**SHORT TASK**
Could you quote everything from the start of the entries down to the line containing "141L14 145L15 148L19", with both ends included and the pictures left out?
### SUPPLIED MATERIAL
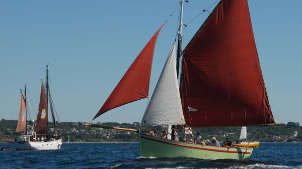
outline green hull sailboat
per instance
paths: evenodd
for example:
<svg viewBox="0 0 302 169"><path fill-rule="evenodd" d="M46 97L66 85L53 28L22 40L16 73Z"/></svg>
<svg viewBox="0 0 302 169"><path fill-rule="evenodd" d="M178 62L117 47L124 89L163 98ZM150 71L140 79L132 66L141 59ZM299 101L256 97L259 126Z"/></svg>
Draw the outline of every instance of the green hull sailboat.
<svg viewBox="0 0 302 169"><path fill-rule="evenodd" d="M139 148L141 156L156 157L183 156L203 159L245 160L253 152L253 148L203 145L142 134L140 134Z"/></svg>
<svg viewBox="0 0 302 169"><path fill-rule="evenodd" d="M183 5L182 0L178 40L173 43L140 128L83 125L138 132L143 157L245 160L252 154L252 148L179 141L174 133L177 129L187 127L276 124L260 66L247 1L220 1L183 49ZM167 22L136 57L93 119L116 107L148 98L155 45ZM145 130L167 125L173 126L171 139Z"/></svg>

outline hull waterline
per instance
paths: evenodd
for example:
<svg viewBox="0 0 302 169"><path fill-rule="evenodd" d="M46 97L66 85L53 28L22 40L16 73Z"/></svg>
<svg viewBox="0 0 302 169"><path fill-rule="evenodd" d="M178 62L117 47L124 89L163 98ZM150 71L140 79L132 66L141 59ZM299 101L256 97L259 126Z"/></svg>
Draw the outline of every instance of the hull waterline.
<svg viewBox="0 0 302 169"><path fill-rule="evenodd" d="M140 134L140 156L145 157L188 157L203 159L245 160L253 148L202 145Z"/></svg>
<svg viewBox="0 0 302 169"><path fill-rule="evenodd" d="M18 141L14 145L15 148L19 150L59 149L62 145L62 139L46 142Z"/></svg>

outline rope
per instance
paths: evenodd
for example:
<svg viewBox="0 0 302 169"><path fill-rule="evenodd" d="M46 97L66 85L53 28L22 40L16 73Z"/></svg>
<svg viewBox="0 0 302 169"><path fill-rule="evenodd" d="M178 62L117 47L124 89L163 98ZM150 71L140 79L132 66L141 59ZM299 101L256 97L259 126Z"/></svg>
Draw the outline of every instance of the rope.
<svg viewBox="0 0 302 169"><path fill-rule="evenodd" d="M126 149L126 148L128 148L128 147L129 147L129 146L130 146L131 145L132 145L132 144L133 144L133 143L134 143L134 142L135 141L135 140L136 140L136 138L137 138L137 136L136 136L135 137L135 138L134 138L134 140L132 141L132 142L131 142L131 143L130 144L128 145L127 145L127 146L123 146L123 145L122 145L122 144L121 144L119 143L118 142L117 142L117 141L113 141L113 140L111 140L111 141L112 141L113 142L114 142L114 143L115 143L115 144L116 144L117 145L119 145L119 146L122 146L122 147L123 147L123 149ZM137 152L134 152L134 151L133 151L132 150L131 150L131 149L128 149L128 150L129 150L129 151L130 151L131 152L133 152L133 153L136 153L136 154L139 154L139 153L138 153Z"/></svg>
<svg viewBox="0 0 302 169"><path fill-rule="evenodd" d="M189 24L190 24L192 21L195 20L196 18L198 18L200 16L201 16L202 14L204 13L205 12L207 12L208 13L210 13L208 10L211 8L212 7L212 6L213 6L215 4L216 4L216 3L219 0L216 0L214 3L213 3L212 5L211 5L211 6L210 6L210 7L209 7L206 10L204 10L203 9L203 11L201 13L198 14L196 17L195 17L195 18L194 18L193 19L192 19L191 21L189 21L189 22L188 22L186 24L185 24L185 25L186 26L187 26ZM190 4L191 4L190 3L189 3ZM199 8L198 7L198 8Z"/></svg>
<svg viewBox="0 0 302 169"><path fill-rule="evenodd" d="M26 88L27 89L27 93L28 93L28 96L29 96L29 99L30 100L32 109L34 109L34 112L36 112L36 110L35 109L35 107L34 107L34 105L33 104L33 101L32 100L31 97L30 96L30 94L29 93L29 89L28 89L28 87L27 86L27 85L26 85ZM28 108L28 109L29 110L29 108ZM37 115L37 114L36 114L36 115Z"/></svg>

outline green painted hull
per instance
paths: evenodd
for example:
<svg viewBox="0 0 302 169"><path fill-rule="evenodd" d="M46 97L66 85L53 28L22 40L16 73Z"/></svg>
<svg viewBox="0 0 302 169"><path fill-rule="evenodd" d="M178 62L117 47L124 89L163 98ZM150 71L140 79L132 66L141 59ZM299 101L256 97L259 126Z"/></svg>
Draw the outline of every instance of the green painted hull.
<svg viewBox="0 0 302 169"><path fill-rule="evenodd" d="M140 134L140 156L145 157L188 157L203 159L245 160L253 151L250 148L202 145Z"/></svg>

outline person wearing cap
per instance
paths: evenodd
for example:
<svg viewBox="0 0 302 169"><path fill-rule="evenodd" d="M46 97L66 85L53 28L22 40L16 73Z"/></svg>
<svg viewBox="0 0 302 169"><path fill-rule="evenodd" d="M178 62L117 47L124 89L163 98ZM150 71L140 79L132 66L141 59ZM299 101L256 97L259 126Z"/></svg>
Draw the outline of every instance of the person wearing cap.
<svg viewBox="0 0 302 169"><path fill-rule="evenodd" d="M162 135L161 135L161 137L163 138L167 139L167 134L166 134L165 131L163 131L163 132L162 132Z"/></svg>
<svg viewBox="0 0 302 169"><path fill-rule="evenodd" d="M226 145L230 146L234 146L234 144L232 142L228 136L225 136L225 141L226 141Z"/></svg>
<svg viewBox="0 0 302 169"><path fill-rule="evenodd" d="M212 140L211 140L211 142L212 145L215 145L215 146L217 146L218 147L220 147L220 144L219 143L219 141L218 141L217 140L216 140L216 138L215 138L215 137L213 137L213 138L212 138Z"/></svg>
######
**THE COMPLETED TASK**
outline green hull sailboat
per instance
paths: evenodd
for example:
<svg viewBox="0 0 302 169"><path fill-rule="evenodd" d="M46 97L66 85L53 28L22 40L16 73Z"/></svg>
<svg viewBox="0 0 302 169"><path fill-rule="evenodd" d="M178 62L117 47L124 89L163 98ZM150 71L140 79L132 66L141 59ZM299 101L256 97L259 126Z"/></svg>
Draw the outline of every instance of the green hull sailboat.
<svg viewBox="0 0 302 169"><path fill-rule="evenodd" d="M139 148L141 156L156 157L183 156L203 159L245 160L253 152L253 148L203 145L142 134L140 134Z"/></svg>
<svg viewBox="0 0 302 169"><path fill-rule="evenodd" d="M183 5L182 0L178 40L173 43L140 128L83 125L138 132L143 157L245 160L252 154L252 148L179 141L174 133L177 129L187 127L276 124L260 66L247 1L220 1L183 49ZM167 22L136 57L93 119L116 107L148 98L155 45ZM145 130L167 125L173 126L171 139Z"/></svg>

outline hull waterline
per instance
paths: evenodd
for example:
<svg viewBox="0 0 302 169"><path fill-rule="evenodd" d="M46 97L66 85L53 28L22 40L16 73Z"/></svg>
<svg viewBox="0 0 302 169"><path fill-rule="evenodd" d="M178 62L117 47L124 89L163 98ZM150 71L140 79L132 66L141 59ZM299 101L256 97L259 126Z"/></svg>
Draw the outline of every instance of the hull waterline.
<svg viewBox="0 0 302 169"><path fill-rule="evenodd" d="M140 134L140 156L145 157L188 157L203 159L245 160L253 148L202 145Z"/></svg>
<svg viewBox="0 0 302 169"><path fill-rule="evenodd" d="M18 141L14 145L15 148L19 150L59 149L62 145L62 139L46 142Z"/></svg>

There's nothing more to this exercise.